───── Excerpt provided

An answer was then filed by all the defendants to the issues respecting declaratory judgment. The cause was heard and judgment entered; from which judgment Sweeney, appellant here, appealed.

The judgment was reversed with instructions to allow defendants to amend their answer, putting in issue the amount due and to grant a trial of that issue by jury, unless waived, to determine the amount due. (Sweeney v. American National Bank, 62 Ida. 544, 115 P. (2d) 109.)

On the first appeal it was held that the complaint tendered two issues, first, the correct construction of the contract which involved all of the parties named herein, and which issue was fully determined; second, claim for damages which involved only the Hanmers and appellant, and was remanded for trial on that issue.

On August 20, 1941, Charles F. Hanmer died, and proper proceedings were had in the Probate Court of Lemhi County appointing F. W. Hanmer administrator of his estate.

──────────

→ Directive A:
Reproduce verbatim everything in the Sweeney appeal passage from "An answer was" down to "appellant here, appealed.".
→ Directive B:
State whether each statement agrees with the Sweeney appeal passage, answering yes or no and quoting the deciding words: (i) On the first appeal, the complaint was held to tender two issues. (ii) The claim for damages involved all of the parties named. (iii) Charles F. Hanmer was appointed administrator of the estate.
→ Directive C:
Continue the Sweeney appeal passage after its final sentence.

───── Given information

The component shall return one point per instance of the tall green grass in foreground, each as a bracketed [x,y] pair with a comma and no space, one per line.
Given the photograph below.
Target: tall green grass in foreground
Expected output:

──────────

→ Written response A:
An answer was then filed by all the defendants to the issues respecting declaratory judgment. The cause was heard and judgment entered; from which judgment Sweeney, appellant here, appealed.

→ Written response B:
(i) Yes: "On the first appeal it was held that the complaint tendered two issues"
(ii) No: "claim for damages which involved only the Hanmers and appellant"
(iii) No: "appointing F. W. Hanmer administrator of his estate"

→ Written response C:
The bank filed its answer disclaiming all interest in the present cause of action and property involved, the debt having been paid, and the questioned mortgage satisfied *698 of record, all of which is made clear by a written stipulation entered into by the attorneys for the respective parties on March 27, 1943, wherein it is recited (1) “that said defendant-respondent, American National Bank, has no interest in this appeal * * * and has filed no brief or made other appearance herein;” (2) “that said plaintiff-appellant, D. J. Sweeney, hereby waives all rights to a judgment for costs against said American National Bank, on this appeal.” That is to say, all controveries between American National Bank, Sweeney, and the Hanmers had been fully determined and settled as between the parties in so far as the American National Bank is concerned, leaving matters here involved between appellant and the Hanmers, or the latter’s administrator.

When the case went back with instructions to proceed on the second issue, Hanmer’s administrator, joined by Mata Hanmer, widow of Charles F. Hanmer, deceased, filed a demurrer to the complaint and to the supplemental complaint reviving the action and also filed a demand, motion and affidavit for change of venue.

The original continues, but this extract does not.